In: Economics
The Health Insurance Experiment (HIE) is perhaps the greatest experiment in the history of healthcare finance as it explores the interface of people and insurance and the methods for reducing waste in the consumption of healthcare through moral hazard.
Tasks:
Describe the results of the experiment and analyze how it affects healthcare today.
Today's health care environment differs in fundamental ways from the one in which the HIE took place.
The science of medicine has changed across all dimensions. Managed care has become more prominent, as has prescription drug use. It is possible to take two contrasting perspectives on the HIE's relevance to today's health care debate. On the one hand, the study raises the possibility that cost sharing can be adapted to help achieve fundamental goals: containing costs and reducing waste without damaging health or quality of care. The study suggested that cost sharing should be minimal or nonexistent for the poor, especially those with chronic disease.

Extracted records
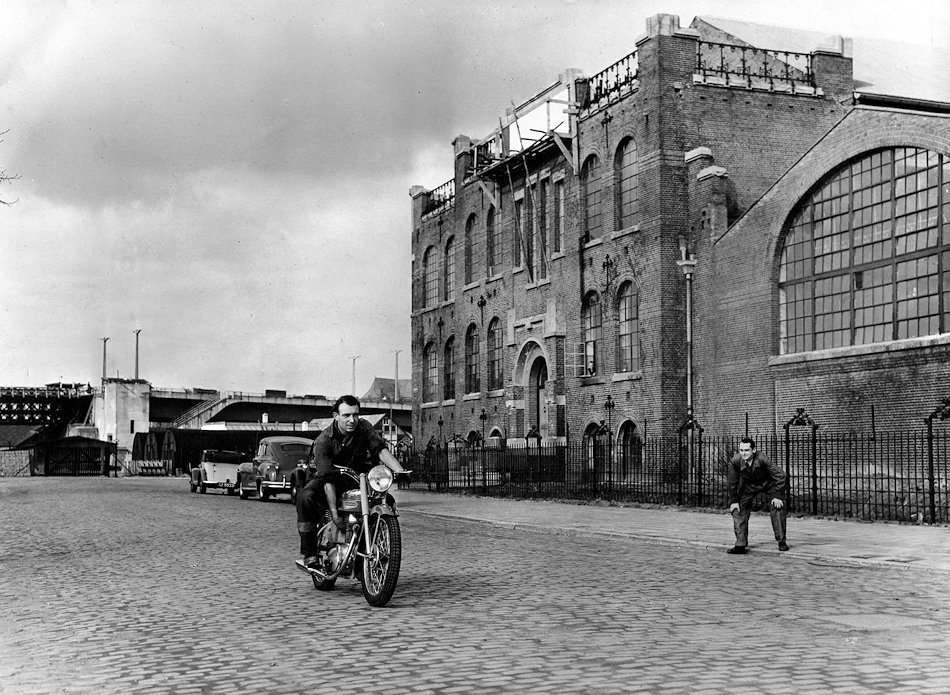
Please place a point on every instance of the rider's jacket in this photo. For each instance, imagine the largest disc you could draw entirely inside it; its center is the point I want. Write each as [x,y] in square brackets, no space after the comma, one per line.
[758,475]
[332,447]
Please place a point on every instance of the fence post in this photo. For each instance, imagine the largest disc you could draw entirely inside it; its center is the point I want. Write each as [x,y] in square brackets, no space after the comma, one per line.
[942,412]
[800,419]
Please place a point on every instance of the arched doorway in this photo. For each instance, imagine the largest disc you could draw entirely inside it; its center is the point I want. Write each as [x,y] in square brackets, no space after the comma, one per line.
[630,449]
[538,416]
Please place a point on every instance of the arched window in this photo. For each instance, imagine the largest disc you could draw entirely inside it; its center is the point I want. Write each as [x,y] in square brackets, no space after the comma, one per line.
[591,195]
[430,278]
[471,360]
[495,356]
[593,331]
[628,328]
[448,279]
[469,249]
[448,370]
[493,244]
[862,256]
[430,373]
[626,169]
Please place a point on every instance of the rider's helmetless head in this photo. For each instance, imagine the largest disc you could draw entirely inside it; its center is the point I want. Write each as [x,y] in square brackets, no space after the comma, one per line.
[746,448]
[346,413]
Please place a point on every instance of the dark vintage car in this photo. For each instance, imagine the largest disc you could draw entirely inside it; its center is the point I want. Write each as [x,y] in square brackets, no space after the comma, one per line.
[217,469]
[277,469]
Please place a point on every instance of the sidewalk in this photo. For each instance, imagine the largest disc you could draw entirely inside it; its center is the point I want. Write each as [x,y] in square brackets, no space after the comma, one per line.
[887,544]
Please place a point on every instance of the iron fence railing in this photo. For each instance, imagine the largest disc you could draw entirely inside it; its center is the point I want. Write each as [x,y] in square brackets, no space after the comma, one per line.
[898,476]
[747,66]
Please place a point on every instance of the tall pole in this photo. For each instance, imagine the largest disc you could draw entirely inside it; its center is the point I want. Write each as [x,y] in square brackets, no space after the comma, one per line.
[104,341]
[396,382]
[354,358]
[137,331]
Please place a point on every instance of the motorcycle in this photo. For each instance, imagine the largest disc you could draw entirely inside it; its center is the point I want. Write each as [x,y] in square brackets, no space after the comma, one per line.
[369,547]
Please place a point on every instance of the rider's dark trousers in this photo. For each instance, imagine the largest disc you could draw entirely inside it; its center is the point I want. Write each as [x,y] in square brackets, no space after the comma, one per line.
[311,503]
[740,517]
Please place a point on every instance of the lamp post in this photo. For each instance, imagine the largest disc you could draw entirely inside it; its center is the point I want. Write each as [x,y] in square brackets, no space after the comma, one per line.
[354,358]
[104,341]
[137,331]
[687,264]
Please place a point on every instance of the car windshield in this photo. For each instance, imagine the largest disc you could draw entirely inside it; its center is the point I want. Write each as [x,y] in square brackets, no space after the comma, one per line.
[291,452]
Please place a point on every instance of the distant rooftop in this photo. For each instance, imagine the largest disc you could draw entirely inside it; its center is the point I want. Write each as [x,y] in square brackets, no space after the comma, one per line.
[881,67]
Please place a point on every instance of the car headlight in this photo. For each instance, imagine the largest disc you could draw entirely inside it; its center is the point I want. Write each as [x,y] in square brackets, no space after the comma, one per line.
[380,478]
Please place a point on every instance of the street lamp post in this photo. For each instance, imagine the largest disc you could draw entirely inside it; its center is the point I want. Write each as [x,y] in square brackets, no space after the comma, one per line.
[104,341]
[137,331]
[354,358]
[609,407]
[687,264]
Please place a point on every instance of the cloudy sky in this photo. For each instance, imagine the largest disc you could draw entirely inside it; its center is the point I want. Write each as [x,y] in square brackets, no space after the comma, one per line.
[232,177]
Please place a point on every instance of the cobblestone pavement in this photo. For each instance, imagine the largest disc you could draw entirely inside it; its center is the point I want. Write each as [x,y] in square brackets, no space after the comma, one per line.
[138,586]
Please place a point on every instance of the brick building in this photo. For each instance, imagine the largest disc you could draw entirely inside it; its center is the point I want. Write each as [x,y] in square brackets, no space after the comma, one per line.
[732,222]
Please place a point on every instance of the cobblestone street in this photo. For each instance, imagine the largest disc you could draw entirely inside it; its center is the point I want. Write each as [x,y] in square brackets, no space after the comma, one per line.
[137,585]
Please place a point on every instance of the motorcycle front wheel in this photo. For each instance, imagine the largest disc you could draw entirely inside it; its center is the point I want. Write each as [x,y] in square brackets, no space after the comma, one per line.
[383,557]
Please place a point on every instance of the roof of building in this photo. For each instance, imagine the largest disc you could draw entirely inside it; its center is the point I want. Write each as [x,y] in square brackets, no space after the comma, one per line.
[384,388]
[881,67]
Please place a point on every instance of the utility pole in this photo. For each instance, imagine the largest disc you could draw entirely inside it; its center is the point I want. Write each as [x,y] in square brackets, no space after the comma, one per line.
[354,358]
[137,331]
[104,341]
[396,382]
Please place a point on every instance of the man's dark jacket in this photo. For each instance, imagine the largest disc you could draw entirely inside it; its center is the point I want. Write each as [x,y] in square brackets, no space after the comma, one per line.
[332,447]
[759,475]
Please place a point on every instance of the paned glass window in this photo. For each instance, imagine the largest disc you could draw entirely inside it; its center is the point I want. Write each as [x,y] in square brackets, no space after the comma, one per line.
[593,332]
[495,355]
[430,278]
[628,192]
[591,196]
[448,370]
[866,254]
[471,359]
[448,280]
[430,373]
[628,330]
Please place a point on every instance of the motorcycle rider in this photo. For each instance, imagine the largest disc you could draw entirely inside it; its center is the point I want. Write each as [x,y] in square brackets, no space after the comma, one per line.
[350,442]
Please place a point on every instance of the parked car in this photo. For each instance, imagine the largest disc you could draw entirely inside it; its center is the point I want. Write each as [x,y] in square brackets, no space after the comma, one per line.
[217,468]
[279,468]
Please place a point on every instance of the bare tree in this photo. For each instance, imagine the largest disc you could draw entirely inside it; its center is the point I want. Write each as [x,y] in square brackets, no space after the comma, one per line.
[7,178]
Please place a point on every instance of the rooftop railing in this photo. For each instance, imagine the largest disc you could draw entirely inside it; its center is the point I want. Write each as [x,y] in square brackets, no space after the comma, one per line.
[746,66]
[610,83]
[440,198]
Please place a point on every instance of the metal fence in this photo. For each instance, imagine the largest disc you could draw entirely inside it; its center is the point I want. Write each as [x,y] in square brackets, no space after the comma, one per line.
[900,476]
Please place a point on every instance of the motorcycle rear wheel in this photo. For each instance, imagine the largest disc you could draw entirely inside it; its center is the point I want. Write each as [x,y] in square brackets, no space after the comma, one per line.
[384,556]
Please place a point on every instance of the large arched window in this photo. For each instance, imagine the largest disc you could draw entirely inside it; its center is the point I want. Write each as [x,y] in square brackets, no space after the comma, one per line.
[430,373]
[593,331]
[448,272]
[471,360]
[626,169]
[430,278]
[495,356]
[469,249]
[448,370]
[590,196]
[493,244]
[628,328]
[866,256]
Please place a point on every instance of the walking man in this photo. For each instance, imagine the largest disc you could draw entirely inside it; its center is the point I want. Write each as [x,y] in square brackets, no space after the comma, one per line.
[751,473]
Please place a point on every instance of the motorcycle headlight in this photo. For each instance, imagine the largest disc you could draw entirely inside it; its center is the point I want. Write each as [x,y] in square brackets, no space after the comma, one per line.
[380,478]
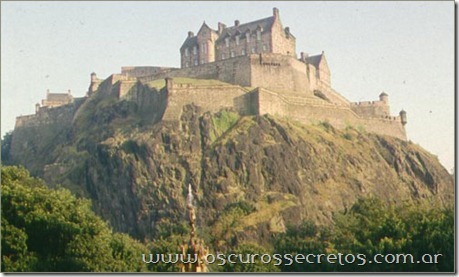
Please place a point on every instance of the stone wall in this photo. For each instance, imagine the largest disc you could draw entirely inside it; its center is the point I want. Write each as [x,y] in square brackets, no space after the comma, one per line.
[141,71]
[310,111]
[234,71]
[371,108]
[279,72]
[282,42]
[210,98]
[273,71]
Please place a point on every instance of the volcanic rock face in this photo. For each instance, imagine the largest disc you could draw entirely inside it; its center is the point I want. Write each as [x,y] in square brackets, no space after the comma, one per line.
[279,172]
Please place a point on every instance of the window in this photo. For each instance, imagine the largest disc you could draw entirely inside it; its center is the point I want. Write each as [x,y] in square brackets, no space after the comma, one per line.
[204,48]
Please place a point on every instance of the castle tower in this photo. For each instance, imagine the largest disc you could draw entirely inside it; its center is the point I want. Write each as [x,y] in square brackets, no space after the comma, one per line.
[403,117]
[94,84]
[384,97]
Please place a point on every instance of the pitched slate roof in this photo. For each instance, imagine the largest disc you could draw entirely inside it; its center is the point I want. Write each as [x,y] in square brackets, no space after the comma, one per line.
[314,60]
[190,42]
[265,24]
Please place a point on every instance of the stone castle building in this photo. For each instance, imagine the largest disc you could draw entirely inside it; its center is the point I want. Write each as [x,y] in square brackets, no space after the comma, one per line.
[259,72]
[262,36]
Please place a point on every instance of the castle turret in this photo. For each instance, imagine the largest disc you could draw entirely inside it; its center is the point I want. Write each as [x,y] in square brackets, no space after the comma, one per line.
[384,97]
[403,117]
[276,12]
[94,85]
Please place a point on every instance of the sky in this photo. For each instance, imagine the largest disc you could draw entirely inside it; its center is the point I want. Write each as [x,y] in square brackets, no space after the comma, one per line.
[405,49]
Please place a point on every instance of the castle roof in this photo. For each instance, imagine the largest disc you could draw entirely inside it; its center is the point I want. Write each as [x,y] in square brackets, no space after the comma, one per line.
[59,97]
[190,42]
[265,24]
[314,60]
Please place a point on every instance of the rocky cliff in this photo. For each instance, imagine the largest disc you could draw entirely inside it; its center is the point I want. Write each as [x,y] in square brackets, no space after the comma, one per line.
[263,172]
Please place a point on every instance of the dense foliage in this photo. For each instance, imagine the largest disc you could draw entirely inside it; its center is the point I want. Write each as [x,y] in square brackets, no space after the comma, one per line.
[47,230]
[372,227]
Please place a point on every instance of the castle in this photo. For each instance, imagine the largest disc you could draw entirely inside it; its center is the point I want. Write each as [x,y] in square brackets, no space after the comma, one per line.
[259,73]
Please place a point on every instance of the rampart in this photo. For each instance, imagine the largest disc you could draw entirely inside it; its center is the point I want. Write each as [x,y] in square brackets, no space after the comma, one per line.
[276,71]
[208,97]
[371,108]
[309,111]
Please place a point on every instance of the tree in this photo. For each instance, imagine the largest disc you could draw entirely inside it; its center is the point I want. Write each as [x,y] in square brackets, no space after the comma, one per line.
[53,231]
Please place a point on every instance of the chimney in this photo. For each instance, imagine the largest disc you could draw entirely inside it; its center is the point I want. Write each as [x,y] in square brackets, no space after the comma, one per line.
[304,56]
[221,26]
[276,12]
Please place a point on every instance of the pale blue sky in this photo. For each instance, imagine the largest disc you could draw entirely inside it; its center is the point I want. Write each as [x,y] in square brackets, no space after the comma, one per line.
[403,48]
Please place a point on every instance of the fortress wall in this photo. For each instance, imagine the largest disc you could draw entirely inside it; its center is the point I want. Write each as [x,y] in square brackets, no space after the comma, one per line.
[141,71]
[280,43]
[234,71]
[39,134]
[339,116]
[210,98]
[279,72]
[370,109]
[331,94]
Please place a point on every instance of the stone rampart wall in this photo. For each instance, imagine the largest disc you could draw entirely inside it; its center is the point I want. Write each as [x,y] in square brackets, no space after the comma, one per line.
[371,108]
[316,111]
[210,98]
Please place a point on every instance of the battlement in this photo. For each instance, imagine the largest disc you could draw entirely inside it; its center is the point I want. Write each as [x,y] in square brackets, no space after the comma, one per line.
[251,68]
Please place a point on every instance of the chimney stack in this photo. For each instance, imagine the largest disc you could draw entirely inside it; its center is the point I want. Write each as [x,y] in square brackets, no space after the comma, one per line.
[221,26]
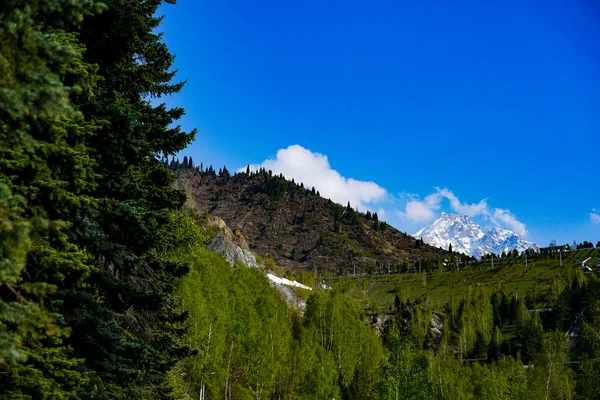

REQUIRED WORK: Continue the text on the Health Insurance Experiment, starting right after its final sentence.

ANSWER:
On the other hand, the HIE showed that cost sharing can be a blunt tool. It reduced both needed and unneeded health services. Indeed, subsequent RAND work on appropriateness of care found that economic incentives by themselves do not improve appropriateness of care or lead to clinically sensible reductions in service use.
In addition, cost sharing may not address the principal causes of cost growth. Cost sharing cuts expenditures by reducing visits but has little effect on the cost of treatment once care is sought. If, as is widely believed, cost increases are driven by treatment expense and new technologies, cost sharing can contribute to reducing costs at each point in time but may have little effect on the overall rate of cost growth.